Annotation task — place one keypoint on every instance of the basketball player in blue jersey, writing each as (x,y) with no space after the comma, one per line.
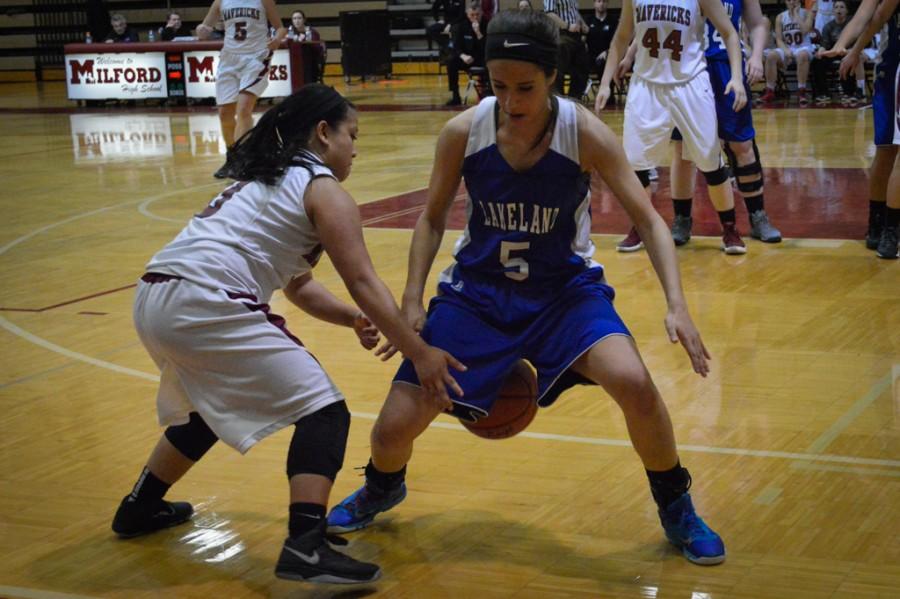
(524,284)
(735,130)
(886,114)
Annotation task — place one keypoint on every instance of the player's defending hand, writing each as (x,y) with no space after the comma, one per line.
(681,328)
(834,52)
(203,31)
(602,98)
(848,63)
(740,93)
(755,71)
(366,331)
(415,316)
(433,368)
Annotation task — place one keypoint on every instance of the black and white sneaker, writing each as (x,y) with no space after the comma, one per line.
(311,558)
(134,519)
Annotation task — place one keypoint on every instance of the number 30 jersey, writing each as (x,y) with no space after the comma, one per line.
(246,26)
(670,37)
(526,229)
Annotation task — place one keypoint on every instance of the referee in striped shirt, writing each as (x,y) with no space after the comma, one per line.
(573,56)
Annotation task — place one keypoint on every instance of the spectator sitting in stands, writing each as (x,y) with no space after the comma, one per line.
(174,28)
(121,31)
(793,28)
(821,67)
(440,31)
(301,31)
(468,49)
(573,57)
(601,28)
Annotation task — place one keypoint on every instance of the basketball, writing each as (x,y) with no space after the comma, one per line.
(514,408)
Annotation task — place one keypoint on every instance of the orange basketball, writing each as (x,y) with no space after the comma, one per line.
(514,408)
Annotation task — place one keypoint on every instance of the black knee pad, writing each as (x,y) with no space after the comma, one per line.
(643,177)
(754,169)
(716,177)
(193,439)
(319,441)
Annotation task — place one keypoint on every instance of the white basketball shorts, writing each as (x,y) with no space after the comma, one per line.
(228,359)
(653,110)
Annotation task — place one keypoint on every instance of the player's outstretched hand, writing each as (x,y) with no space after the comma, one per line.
(601,99)
(755,71)
(681,328)
(366,331)
(433,368)
(834,52)
(848,63)
(203,31)
(740,93)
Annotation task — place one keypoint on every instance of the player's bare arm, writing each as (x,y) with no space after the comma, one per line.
(881,16)
(853,28)
(274,21)
(338,224)
(602,153)
(316,300)
(715,12)
(205,29)
(624,33)
(758,25)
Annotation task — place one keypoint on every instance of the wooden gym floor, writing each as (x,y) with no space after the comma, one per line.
(793,440)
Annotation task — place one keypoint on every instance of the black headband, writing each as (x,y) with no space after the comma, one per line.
(517,46)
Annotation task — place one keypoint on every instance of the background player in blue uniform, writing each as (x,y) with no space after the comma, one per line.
(735,129)
(524,284)
(884,203)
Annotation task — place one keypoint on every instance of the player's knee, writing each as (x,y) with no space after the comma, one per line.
(635,392)
(716,177)
(319,442)
(643,177)
(193,439)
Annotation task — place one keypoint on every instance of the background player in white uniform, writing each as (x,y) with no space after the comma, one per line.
(793,29)
(230,370)
(670,88)
(243,72)
(884,216)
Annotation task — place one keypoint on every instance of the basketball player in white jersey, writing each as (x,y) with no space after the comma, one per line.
(670,88)
(229,368)
(243,72)
(793,29)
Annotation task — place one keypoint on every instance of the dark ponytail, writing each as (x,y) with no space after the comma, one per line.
(276,142)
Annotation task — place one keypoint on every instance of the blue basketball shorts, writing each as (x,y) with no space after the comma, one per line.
(488,327)
(733,126)
(884,105)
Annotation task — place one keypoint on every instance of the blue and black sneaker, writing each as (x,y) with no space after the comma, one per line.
(687,531)
(358,510)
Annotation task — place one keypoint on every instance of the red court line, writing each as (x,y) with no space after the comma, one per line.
(69,302)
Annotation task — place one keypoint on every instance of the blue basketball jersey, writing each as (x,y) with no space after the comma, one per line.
(715,49)
(530,229)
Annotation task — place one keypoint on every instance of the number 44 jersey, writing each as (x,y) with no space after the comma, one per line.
(670,36)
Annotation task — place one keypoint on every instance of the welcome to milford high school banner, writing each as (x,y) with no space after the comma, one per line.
(159,74)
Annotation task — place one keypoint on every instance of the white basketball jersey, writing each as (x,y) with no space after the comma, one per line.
(670,36)
(252,238)
(246,26)
(792,31)
(825,14)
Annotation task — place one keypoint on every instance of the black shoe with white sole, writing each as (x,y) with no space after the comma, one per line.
(311,558)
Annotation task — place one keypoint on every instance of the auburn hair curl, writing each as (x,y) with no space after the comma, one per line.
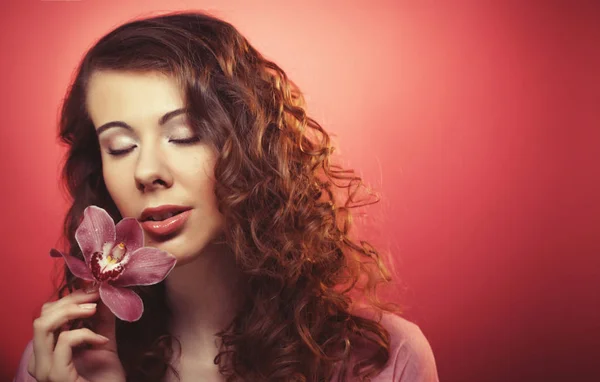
(279,190)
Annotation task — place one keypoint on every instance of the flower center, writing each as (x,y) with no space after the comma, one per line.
(109,267)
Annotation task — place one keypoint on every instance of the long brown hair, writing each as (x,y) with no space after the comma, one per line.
(278,189)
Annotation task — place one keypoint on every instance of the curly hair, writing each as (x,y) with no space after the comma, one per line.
(281,194)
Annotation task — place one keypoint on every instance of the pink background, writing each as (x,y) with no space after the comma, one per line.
(478,123)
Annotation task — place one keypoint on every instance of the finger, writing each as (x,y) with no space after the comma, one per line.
(31,365)
(43,333)
(62,362)
(105,325)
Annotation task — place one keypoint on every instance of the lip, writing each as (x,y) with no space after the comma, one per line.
(167,226)
(147,212)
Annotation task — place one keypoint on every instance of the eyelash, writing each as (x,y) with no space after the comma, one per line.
(187,141)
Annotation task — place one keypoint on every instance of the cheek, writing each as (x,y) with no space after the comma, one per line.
(117,187)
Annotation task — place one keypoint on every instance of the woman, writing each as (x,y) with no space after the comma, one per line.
(180,110)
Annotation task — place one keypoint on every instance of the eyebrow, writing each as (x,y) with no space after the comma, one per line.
(164,119)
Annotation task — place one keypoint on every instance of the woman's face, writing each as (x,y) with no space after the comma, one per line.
(146,160)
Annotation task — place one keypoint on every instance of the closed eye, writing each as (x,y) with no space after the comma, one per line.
(186,141)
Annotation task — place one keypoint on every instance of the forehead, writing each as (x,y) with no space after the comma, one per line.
(131,96)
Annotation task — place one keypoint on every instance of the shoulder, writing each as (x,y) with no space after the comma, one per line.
(411,357)
(22,375)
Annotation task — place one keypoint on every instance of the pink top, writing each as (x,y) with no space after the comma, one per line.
(411,358)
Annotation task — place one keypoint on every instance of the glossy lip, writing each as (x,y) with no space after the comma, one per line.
(168,226)
(147,212)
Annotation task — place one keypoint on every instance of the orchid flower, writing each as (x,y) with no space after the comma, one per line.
(115,258)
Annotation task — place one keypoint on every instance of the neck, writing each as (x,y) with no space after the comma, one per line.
(202,296)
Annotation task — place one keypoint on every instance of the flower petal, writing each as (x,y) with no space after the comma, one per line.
(130,232)
(124,303)
(146,266)
(96,229)
(76,266)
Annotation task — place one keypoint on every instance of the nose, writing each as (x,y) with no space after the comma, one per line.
(152,170)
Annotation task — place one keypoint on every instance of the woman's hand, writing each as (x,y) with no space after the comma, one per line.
(63,363)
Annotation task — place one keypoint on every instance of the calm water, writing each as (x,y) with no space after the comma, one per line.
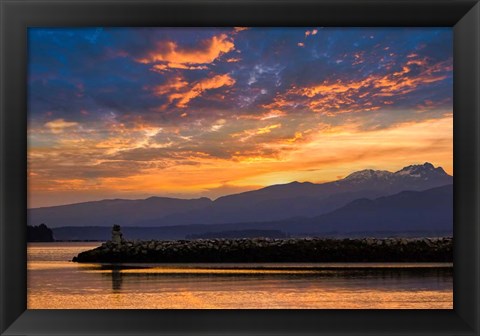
(54,282)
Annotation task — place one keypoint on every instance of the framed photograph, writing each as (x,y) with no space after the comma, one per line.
(208,167)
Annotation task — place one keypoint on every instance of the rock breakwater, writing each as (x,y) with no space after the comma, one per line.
(272,250)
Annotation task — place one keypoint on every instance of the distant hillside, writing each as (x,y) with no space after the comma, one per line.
(273,203)
(410,213)
(39,233)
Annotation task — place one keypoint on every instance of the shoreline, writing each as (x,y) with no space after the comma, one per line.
(265,250)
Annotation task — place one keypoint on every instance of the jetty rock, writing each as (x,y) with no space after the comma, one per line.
(247,250)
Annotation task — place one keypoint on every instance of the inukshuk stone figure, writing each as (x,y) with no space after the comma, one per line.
(117,237)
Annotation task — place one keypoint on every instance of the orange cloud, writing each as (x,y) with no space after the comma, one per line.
(365,94)
(175,56)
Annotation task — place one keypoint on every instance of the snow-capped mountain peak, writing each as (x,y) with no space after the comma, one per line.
(421,171)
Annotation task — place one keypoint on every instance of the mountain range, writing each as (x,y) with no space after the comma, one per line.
(330,205)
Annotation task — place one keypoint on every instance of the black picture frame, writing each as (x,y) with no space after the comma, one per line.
(17,15)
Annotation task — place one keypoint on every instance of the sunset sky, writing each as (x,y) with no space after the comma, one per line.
(191,112)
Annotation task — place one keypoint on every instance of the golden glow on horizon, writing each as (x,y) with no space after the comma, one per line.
(320,154)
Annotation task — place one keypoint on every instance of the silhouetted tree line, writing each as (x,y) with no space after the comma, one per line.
(39,233)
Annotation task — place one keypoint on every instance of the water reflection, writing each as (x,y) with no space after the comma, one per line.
(53,282)
(117,280)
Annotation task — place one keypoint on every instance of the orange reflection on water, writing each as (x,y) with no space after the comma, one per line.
(60,284)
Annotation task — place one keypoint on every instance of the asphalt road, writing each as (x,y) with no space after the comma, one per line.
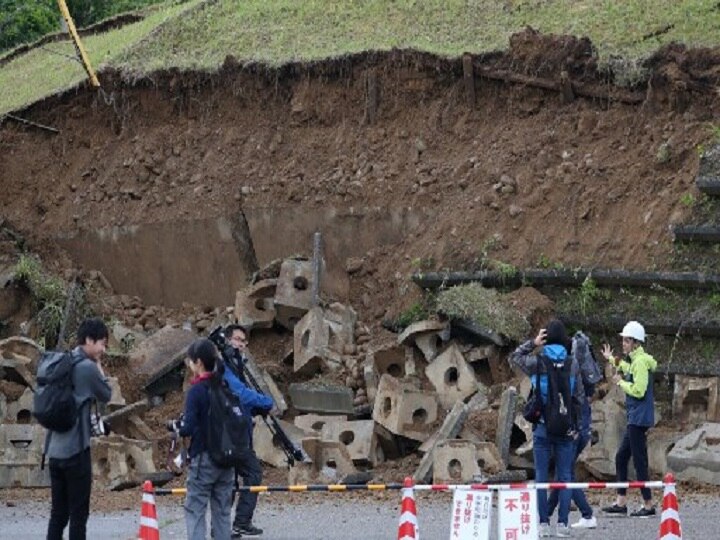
(325,516)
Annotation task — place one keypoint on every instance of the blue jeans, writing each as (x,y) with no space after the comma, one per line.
(208,483)
(562,448)
(577,495)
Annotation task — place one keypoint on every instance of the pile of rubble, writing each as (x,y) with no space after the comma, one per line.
(441,390)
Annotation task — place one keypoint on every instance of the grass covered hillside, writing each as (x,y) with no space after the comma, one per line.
(199,34)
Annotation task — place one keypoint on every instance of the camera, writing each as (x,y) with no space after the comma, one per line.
(174,425)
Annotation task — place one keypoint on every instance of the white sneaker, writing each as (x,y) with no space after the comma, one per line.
(585,523)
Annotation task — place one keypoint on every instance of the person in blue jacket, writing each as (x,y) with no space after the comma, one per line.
(553,344)
(253,403)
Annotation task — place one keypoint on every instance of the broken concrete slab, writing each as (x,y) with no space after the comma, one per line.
(24,347)
(119,462)
(358,436)
(453,379)
(695,399)
(159,360)
(310,342)
(506,418)
(16,370)
(20,411)
(255,305)
(454,462)
(315,422)
(427,336)
(449,429)
(117,401)
(266,450)
(697,455)
(405,410)
(388,359)
(21,448)
(293,296)
(321,398)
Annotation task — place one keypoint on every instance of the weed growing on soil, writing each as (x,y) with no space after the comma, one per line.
(48,294)
(485,307)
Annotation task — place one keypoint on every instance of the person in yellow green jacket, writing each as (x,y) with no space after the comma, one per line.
(634,377)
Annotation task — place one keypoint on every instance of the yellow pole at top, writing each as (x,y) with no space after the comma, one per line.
(78,44)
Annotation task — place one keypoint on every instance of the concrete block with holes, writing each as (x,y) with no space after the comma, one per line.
(695,399)
(453,379)
(255,305)
(315,422)
(310,342)
(358,436)
(405,410)
(21,449)
(427,336)
(293,296)
(388,359)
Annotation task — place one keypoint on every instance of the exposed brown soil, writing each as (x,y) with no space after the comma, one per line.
(522,177)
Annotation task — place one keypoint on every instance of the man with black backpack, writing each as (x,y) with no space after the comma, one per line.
(67,444)
(558,393)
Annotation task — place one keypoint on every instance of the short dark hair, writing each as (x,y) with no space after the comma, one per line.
(94,329)
(230,328)
(205,351)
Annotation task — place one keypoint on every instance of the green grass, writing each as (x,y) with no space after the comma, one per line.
(278,31)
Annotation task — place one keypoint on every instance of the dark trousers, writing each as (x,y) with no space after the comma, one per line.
(251,473)
(634,444)
(70,483)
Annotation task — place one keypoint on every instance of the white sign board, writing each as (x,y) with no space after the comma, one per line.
(518,515)
(471,513)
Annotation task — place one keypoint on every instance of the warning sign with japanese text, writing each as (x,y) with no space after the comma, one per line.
(471,514)
(518,515)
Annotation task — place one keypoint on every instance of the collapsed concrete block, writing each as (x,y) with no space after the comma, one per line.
(427,336)
(388,359)
(266,450)
(454,462)
(659,443)
(158,360)
(608,421)
(24,347)
(452,377)
(119,462)
(506,417)
(321,398)
(341,320)
(697,455)
(21,449)
(255,305)
(16,370)
(20,411)
(315,422)
(117,401)
(358,437)
(311,339)
(449,429)
(695,399)
(404,410)
(293,296)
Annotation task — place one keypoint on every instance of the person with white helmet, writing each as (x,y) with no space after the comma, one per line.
(634,377)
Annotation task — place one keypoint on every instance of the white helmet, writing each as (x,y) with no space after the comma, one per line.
(634,330)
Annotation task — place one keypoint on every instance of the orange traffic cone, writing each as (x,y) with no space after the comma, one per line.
(408,514)
(670,519)
(148,515)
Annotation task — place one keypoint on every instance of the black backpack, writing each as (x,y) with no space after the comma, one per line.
(558,410)
(54,401)
(228,427)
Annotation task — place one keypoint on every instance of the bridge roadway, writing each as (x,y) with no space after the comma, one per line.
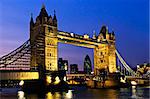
(18,75)
(78,40)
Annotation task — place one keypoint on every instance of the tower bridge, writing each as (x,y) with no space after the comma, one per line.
(42,49)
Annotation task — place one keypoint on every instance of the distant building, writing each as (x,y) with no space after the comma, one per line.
(87,65)
(73,68)
(62,64)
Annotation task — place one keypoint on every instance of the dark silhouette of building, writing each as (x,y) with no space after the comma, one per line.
(62,64)
(73,68)
(87,65)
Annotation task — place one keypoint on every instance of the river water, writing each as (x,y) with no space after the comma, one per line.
(81,93)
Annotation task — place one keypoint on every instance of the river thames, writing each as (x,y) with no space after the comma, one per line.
(80,93)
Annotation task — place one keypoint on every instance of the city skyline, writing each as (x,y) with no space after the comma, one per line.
(14,19)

*-*-*

Starting with the line that holds "the black backpack, writing", repeat exactly every line through the end of the material above, both ends included, without the pictures.

Annotation task — place one keypoint on every instance of the black backpack, writing each as (x,y) with no space after the comma, one per line.
(558,410)
(54,401)
(228,427)
Annotation task — place one keypoint on every instance of the bridge roadway, writing each as (x,y) with no space after the comma, one per line.
(18,75)
(78,40)
Annotation task — place one keypoint on every instance of the tower bridge, writing each as (x,y) with no space after the comma, one per line.
(42,49)
Annotation task — place one keypoint on every instance of the distant building, writing each as (x,y) with no space after the comma, one per line.
(87,65)
(73,68)
(62,64)
Annotation task — place one keypoint on every instance of the dark silhouette of building, writing each as (x,y) with no space after the comma, one per line.
(62,64)
(73,68)
(87,65)
Annotation task — place one keypoint on every instance of the river water, writing each as (x,y) with no space after the comma, one per line.
(81,93)
Annotation task — place one keypoint on every instance of the river thames, writing each as (x,y) with no space after the comma, one per line.
(80,93)
Annotation task — place one keypoint on every instance of the city skyline, writing each as (x,y) with no space after the comma, one per line.
(14,19)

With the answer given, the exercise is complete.